Il tuo compito: Trascrivi il passo dell'articolo sulla magia che va da "Un caso eclatante a" a "per la nazione.".

#### Estratto del documento

Giasone e Medea, John Waterhouse, 1907

Quegli italiani che credono ancora nella magia

Antonio Gurrado

Un caso eclatante a Trecastagni, nel catanese, dimostra che nella testa di alcuni concittadini non c’è una separazione nettissima fra pensiero scientifico e pensiero magico

Gli italiani credono ancora nella magia. Lo dimostra un caso eclatante: a Trecastagni, nel catanese, una signora cinquantenne ha dato fuoco alla villa dell’ex marito, non per vendicarsi della separazione ma perché una fattucchiera di Motta Sant’Anastasia l’aveva assicurata che l’incendio, per incantesimo, avrebbe fatto tornare da lei l’amore dell’uomo.

 

La convinzione con cui la cinquantenne ha agito pone tre problemi piuttosto rilevanti per la nazione.

 

Primo: in Italia esiste una fetta di popolazione che si rivolge ai maghi ed è talmente disperata da mettere in pratica alla lettera le loro prescrizioni, non importa quanto assurde. In compenso, magari, non fa vaccinare i figli anche se glielo dice il medico.

########
#### Righe estratte

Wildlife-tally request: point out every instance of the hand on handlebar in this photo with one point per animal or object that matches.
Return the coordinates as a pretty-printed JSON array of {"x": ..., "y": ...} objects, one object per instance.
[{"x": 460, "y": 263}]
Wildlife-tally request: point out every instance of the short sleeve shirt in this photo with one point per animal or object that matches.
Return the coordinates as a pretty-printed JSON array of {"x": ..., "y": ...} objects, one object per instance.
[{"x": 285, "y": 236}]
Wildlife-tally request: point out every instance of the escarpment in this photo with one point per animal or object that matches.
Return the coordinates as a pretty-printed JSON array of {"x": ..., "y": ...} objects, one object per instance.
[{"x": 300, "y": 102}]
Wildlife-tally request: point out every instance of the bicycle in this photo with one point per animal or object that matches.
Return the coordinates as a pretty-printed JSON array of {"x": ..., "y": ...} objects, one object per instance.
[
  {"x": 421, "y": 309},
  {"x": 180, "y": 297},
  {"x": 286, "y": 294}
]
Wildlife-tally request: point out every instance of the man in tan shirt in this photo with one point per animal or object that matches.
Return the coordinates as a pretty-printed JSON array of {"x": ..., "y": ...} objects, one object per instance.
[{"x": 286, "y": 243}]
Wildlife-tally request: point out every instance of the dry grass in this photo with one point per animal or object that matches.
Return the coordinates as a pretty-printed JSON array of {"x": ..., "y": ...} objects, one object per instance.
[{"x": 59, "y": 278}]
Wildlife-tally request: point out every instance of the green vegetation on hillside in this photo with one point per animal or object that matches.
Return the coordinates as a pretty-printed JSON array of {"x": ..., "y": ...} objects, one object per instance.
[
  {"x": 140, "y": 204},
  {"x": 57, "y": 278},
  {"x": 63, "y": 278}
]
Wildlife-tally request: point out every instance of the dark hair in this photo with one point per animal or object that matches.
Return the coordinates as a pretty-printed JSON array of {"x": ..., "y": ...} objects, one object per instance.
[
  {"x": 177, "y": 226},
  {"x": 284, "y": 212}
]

########

Compito svolto:
Un caso eclatante a Trecastagni, nel catanese, dimostra che nella testa di alcuni concittadini non c’è una separazione nettissima fra pensiero scientifico e pensiero magico

Gli italiani credono ancora nella magia. Lo dimostra un caso eclatante: a Trecastagni, nel catanese, una signora cinquantenne ha dato fuoco alla villa dell’ex marito, non per vendicarsi della separazione ma perché una fattucchiera di Motta Sant’Anastasia l’aveva assicurata che l’incendio, per incantesimo, avrebbe fatto tornare da lei l’amore dell’uomo.

 

La convinzione con cui la cinquantenne ha agito pone tre problemi piuttosto rilevanti per la nazione.